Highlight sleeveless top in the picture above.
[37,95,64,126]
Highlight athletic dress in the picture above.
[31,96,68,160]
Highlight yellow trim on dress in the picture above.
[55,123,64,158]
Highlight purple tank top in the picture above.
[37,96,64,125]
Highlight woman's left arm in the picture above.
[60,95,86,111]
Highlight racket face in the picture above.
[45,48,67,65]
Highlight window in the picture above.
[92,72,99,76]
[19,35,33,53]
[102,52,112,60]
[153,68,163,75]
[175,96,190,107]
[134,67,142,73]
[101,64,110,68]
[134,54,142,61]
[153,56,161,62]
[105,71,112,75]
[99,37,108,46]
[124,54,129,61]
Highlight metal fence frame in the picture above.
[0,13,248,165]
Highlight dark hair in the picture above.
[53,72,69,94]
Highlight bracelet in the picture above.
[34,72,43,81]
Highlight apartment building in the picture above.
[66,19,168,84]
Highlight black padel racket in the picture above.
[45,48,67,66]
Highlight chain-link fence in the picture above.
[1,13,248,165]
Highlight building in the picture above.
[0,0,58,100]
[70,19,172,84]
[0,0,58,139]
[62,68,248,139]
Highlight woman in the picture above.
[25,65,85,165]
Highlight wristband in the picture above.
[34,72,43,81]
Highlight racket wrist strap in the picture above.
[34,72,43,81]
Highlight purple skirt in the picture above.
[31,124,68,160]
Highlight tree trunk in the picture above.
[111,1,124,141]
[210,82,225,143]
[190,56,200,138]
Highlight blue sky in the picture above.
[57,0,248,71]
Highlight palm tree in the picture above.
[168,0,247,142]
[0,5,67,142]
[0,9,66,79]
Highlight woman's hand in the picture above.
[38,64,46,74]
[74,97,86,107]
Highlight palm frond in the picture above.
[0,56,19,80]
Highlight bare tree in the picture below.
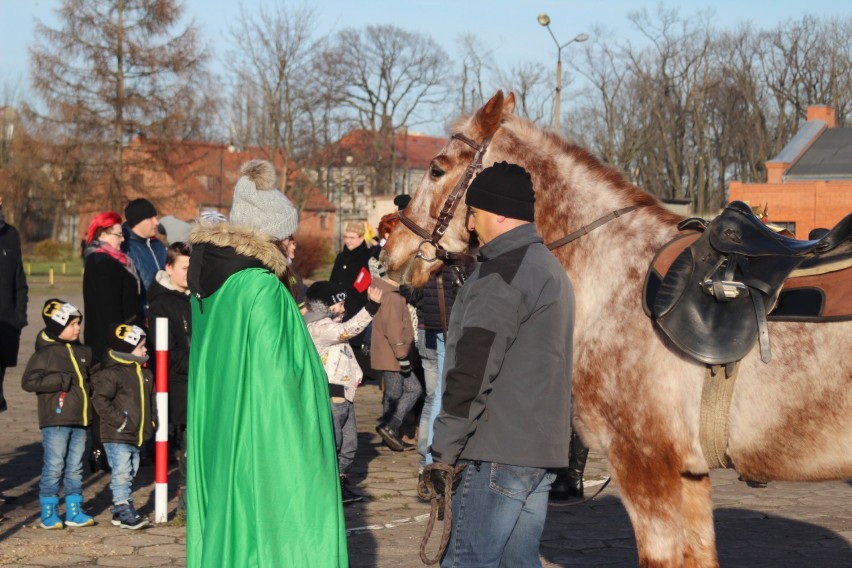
[456,34,494,114]
[27,0,213,208]
[496,61,553,125]
[227,4,317,191]
[328,25,449,193]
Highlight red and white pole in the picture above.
[154,318,169,523]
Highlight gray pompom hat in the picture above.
[231,160,299,240]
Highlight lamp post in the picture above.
[216,142,237,213]
[538,14,589,134]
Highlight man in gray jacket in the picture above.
[428,162,574,567]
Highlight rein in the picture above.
[547,205,642,250]
[397,133,491,262]
[417,462,465,566]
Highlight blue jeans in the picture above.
[38,426,86,497]
[331,400,358,474]
[416,329,445,471]
[441,462,556,568]
[104,442,139,505]
[381,371,423,430]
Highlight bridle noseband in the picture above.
[397,133,491,262]
[397,133,642,267]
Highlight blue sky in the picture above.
[0,0,852,133]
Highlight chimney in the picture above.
[808,105,835,128]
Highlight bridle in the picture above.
[397,133,642,266]
[397,133,491,262]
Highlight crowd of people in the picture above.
[0,160,585,566]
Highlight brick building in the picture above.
[729,105,852,239]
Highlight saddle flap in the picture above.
[707,201,818,257]
[652,243,759,365]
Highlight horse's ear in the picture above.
[473,91,506,140]
[503,91,515,116]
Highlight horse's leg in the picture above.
[681,473,719,568]
[609,437,684,568]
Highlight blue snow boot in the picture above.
[38,497,65,530]
[65,493,95,527]
[112,501,148,531]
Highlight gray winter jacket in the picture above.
[432,224,574,468]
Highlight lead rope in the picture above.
[417,463,466,566]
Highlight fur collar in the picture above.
[189,223,287,278]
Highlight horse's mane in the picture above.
[466,114,680,223]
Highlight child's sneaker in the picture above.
[39,497,65,530]
[65,493,95,527]
[112,503,148,531]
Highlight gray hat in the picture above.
[160,215,192,245]
[231,160,299,239]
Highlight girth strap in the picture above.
[698,363,740,469]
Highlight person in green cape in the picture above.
[186,160,349,568]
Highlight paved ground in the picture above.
[0,294,852,568]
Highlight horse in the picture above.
[383,91,852,567]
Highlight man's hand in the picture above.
[367,286,382,304]
[423,462,467,499]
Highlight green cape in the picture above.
[187,268,349,568]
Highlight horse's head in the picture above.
[384,91,515,286]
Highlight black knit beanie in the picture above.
[465,162,535,222]
[41,298,83,337]
[124,197,157,229]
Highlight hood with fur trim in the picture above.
[187,223,288,298]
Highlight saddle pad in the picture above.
[768,255,852,322]
[642,236,852,328]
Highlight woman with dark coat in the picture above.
[328,221,378,320]
[148,242,192,518]
[83,211,142,472]
[0,197,29,412]
[83,211,142,361]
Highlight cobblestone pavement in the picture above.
[0,293,852,568]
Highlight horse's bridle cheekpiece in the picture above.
[397,133,491,262]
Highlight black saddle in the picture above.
[645,201,852,365]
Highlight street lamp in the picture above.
[538,14,589,134]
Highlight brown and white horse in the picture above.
[385,91,852,566]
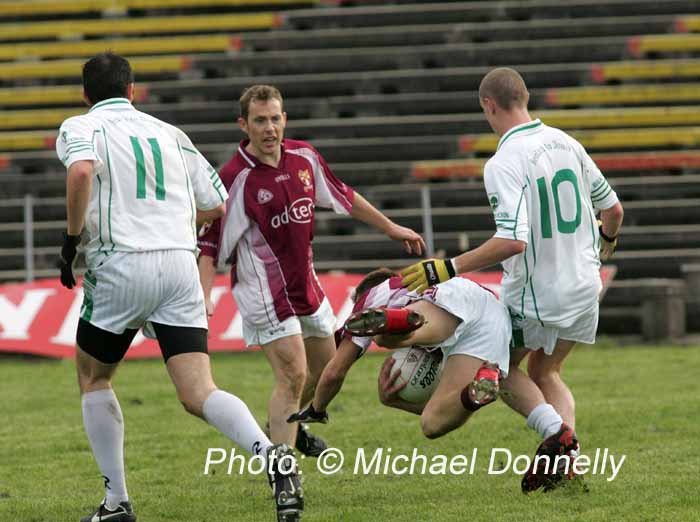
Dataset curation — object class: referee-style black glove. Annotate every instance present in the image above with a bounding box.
[58,232,80,288]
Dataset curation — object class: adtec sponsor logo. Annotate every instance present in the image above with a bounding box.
[270,198,314,228]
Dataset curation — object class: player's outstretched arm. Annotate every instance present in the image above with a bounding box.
[197,254,216,317]
[598,202,625,261]
[350,192,425,256]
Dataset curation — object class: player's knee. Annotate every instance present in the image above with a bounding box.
[528,368,561,387]
[278,366,308,399]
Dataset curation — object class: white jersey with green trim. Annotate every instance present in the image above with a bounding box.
[484,120,618,327]
[56,98,228,267]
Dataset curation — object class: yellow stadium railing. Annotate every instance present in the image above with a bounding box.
[0,107,88,129]
[0,13,282,41]
[458,127,700,153]
[0,131,56,151]
[0,34,241,60]
[0,56,186,80]
[0,0,314,16]
[545,83,700,106]
[676,15,700,33]
[627,34,700,56]
[533,106,700,129]
[591,59,700,83]
[0,84,148,106]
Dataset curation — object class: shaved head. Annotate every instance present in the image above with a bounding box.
[479,67,530,111]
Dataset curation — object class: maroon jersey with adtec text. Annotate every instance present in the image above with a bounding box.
[199,139,354,327]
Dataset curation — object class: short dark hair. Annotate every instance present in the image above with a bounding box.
[479,67,530,111]
[83,51,134,105]
[352,268,397,303]
[238,85,284,121]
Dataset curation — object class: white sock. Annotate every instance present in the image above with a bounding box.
[82,389,129,510]
[527,402,564,439]
[202,390,272,457]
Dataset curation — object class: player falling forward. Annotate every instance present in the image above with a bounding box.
[403,68,623,493]
[56,53,304,522]
[289,269,511,439]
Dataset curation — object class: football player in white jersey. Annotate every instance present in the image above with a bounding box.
[56,53,303,522]
[288,268,511,439]
[403,68,623,492]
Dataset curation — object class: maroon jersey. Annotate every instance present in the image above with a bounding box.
[199,139,354,327]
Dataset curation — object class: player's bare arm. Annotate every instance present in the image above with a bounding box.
[599,202,625,261]
[66,160,93,236]
[350,192,425,255]
[197,203,226,227]
[453,237,527,274]
[197,254,216,317]
[401,237,527,293]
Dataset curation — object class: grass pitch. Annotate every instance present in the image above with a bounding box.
[0,345,700,522]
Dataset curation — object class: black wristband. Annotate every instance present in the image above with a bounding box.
[445,259,457,277]
[598,225,617,243]
[63,232,80,247]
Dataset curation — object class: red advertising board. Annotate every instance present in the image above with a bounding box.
[0,267,615,359]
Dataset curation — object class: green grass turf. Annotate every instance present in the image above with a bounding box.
[0,345,700,522]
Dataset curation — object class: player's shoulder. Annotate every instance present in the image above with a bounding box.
[284,138,316,152]
[61,113,95,130]
[219,154,251,188]
[284,138,322,158]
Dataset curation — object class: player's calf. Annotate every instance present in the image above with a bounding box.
[345,308,425,337]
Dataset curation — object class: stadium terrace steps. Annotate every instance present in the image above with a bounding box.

·····

- Written exercise
Please reproduce all of the records above word for word, leaving the pictures out.

- Written answer
Highlight sleeveless top in the picture above.
[37,95,64,126]
Highlight athletic dress in the picture above.
[31,96,68,160]
Highlight yellow trim on dress in the picture above.
[55,123,64,158]
Highlight purple tank top in the picture above.
[37,96,64,125]
Highlight woman's left arm in the picture above.
[60,95,86,111]
Highlight racket face in the picture above.
[45,48,67,65]
Highlight window in the picture above.
[92,72,99,76]
[19,35,33,53]
[102,52,112,60]
[153,68,163,75]
[175,96,190,107]
[134,67,142,73]
[101,64,110,68]
[134,54,142,61]
[153,56,161,62]
[105,71,112,75]
[99,37,108,46]
[124,54,129,61]
Highlight metal fence frame in the picture above.
[0,13,248,165]
Highlight dark hair in the picture above.
[53,72,69,94]
Highlight bracelet in the picture above.
[34,72,43,81]
Highlight apartment building in the picture above.
[66,19,168,84]
Highlight black padel racket in the picture above.
[45,48,67,66]
Highlight chain-link fence in the picture above.
[1,13,248,165]
Highlight building in the picture above.
[0,0,58,100]
[70,19,172,84]
[0,0,58,139]
[62,68,248,139]
Highlight woman in the picture above.
[25,65,85,165]
Highlight wristband in the picture above.
[34,72,43,81]
Highlight racket wrist strap in the picture above.
[34,72,43,81]
Highlight purple skirt in the picture above.
[31,124,68,160]
Highlight tree trunk in the picture above.
[111,1,124,141]
[210,82,225,143]
[190,56,200,138]
Highlight blue sky in the picture above.
[57,0,248,71]
Highlight palm tree in the picture above.
[168,0,247,142]
[0,5,67,142]
[0,9,66,79]
Highlight woman's hand in the picture above.
[38,64,46,74]
[74,97,86,107]
Highlight palm frond in the picture above.
[0,56,19,80]
Highlight bare tree in the picture below.
[456,34,494,114]
[27,0,213,208]
[496,61,553,125]
[227,4,317,191]
[328,25,449,193]
Highlight red and white pole in the picture above.
[154,318,169,523]
Highlight gray pompom hat in the picture above.
[231,160,299,240]
Highlight lamp post in the picture above.
[216,142,237,213]
[538,14,589,134]
Highlight man in gray jacket in the picture above.
[428,162,574,567]
Highlight rein in the picture above.
[547,205,642,250]
[397,133,491,262]
[417,462,465,566]
Highlight blue jeans in the picture above.
[38,426,86,497]
[331,400,358,474]
[416,329,445,471]
[441,462,556,568]
[104,442,139,505]
[381,371,423,430]
Highlight bridle noseband in the picture above.
[397,133,491,262]
[397,133,642,267]
Highlight blue sky in the picture above.
[0,0,852,133]
Highlight chimney in the picture above.
[808,105,835,128]
Highlight bridle in the picture above.
[397,133,642,266]
[397,133,491,262]
Highlight crowd of people in the picture above.
[0,160,585,566]
Highlight brick building in the picture above.
[729,105,852,239]
Highlight saddle flap in the picture above.
[707,201,818,257]
[652,243,759,365]
Highlight horse's ear in the picture above.
[473,91,506,140]
[503,91,515,116]
Highlight horse's leg in the picture above.
[681,473,719,568]
[609,437,684,568]
Highlight blue snow boot in the picture above.
[38,497,65,530]
[65,493,95,527]
[112,501,148,531]
Highlight gray winter jacket in the picture above.
[432,224,574,468]
Highlight lead rope in the picture above.
[417,463,466,566]
Highlight fur collar in the picture above.
[189,223,287,278]
Highlight horse's mane in the picture above.
[466,114,680,223]
Highlight child's sneaker in the picture above.
[39,497,65,530]
[65,493,95,527]
[112,503,148,531]
Highlight gray hat in the picture above.
[160,215,192,245]
[231,160,299,239]
Highlight girth strap in the picture above.
[698,363,740,469]
Highlight person in green cape in the picture above.
[186,160,349,568]
Highlight paved ground in the picture above.
[0,294,852,568]
Highlight horse in the picture above.
[383,91,852,567]
Highlight man's hand in the picture above.
[367,286,382,304]
[423,462,467,499]
Highlight green cape in the picture above.
[187,268,349,568]
Highlight horse's head in the picture above.
[384,91,515,286]
Highlight black knit beanie in the picture above.
[465,162,535,222]
[41,298,83,337]
[124,197,157,229]
Highlight hood with fur trim in the picture above.
[187,223,288,298]
Highlight saddle pad in the picture above.
[768,255,852,322]
[642,236,852,328]
Highlight woman with dark coat in the picture above.
[328,221,378,320]
[148,242,192,518]
[83,211,142,472]
[0,197,29,412]
[83,211,142,361]
Highlight cobblestone pavement in the picture above.
[0,293,852,568]
Highlight horse's bridle cheekpiece in the picture above.
[397,133,491,262]
Highlight black saddle in the picture above.
[645,201,852,365]
Highlight street lamp in the picture above.
[538,14,589,134]
Highlight brown and white horse in the picture above.
[385,91,852,566]
Dataset curation — object class: referee-style black glove. Annotate every instance present in the image above with a bounding box.
[58,232,80,288]
Dataset curation — object class: adtec sponsor logo. Annotate every instance present in the image above with a bounding box.
[270,198,314,228]
Dataset curation — object class: player's outstretched arm. Annotate every instance present in the image above with a bounding box.
[197,254,216,317]
[598,202,625,261]
[350,192,425,256]
Dataset curation — object class: player's knee. Annotate every instance present in the image above with a bounding box.
[528,368,561,387]
[278,366,308,399]
Dataset curation — object class: white jersey with green trim. Annotate every instance present in the image above with a bounding box.
[484,120,618,327]
[56,98,228,267]
Dataset curation — object class: yellow stadium railing. Annotate every instance present in the image above with a bounding box.
[0,107,88,129]
[0,13,282,41]
[458,127,700,153]
[0,131,56,151]
[0,34,241,60]
[0,56,186,80]
[0,0,314,16]
[545,83,700,106]
[676,15,700,33]
[627,34,700,56]
[533,106,700,129]
[591,59,700,83]
[0,84,148,106]
Dataset curation — object class: shaved head. Annotate every instance present in the image above with a bounding box.
[479,67,530,111]
Dataset curation — object class: maroon jersey with adtec text. Annotate every instance present in the image above with a bounding box.
[199,139,354,327]
Dataset curation — object class: short dark hair. Annotate every instance present in the image above with a bounding box.
[479,67,530,111]
[83,51,134,105]
[352,268,397,303]
[238,85,284,121]
Dataset curation — object class: white sock. Annotate every instance present in the image above with a bounding box.
[82,389,129,510]
[527,402,564,439]
[202,390,272,457]
Dataset curation — object class: player falling forward. Annotate every instance present in the image above with a bounding box.
[403,68,623,493]
[56,53,304,522]
[289,269,511,439]
Dataset curation — object class: football player in white jersey. Annotate every instance present in the image above with a bounding box.
[56,53,303,522]
[288,268,511,439]
[403,68,623,492]
Dataset curation — object class: maroon jersey. Annotate every instance present in the image above with a bounding box.
[199,139,354,327]
Dataset curation — object class: player's bare arm. Annotate every instance present in the image above with a bounding box.
[599,202,625,261]
[66,160,93,236]
[350,192,425,255]
[197,203,226,227]
[453,237,527,274]
[197,254,216,317]
[401,237,527,293]
Dataset curation — object class: grass pitch. Annotate every instance present in the image above with a bounding box.
[0,345,700,522]
Dataset curation — object class: black wristband. Annotate every instance present in the image above with a bounding box.
[445,259,457,277]
[598,225,617,243]
[63,232,80,247]
Dataset curation — object class: red advertising board. Annotate every instance present in the image above with a bounding box.
[0,267,615,359]
Dataset curation — object class: green grass turf. Annotate every instance present in the image above with a bounding box.
[0,345,700,522]
Dataset curation — object class: player's shoulder. Annotate every instance present in the image above with a bounding box.
[284,138,316,152]
[61,113,95,130]
[219,154,251,188]
[284,138,322,158]
Dataset curation — object class: player's calf. Annotate every instance present in the image above with a bounding box.
[345,308,425,337]
Dataset curation — object class: stadium terrace steps. Annotate every instance present in the image above with a bounding box.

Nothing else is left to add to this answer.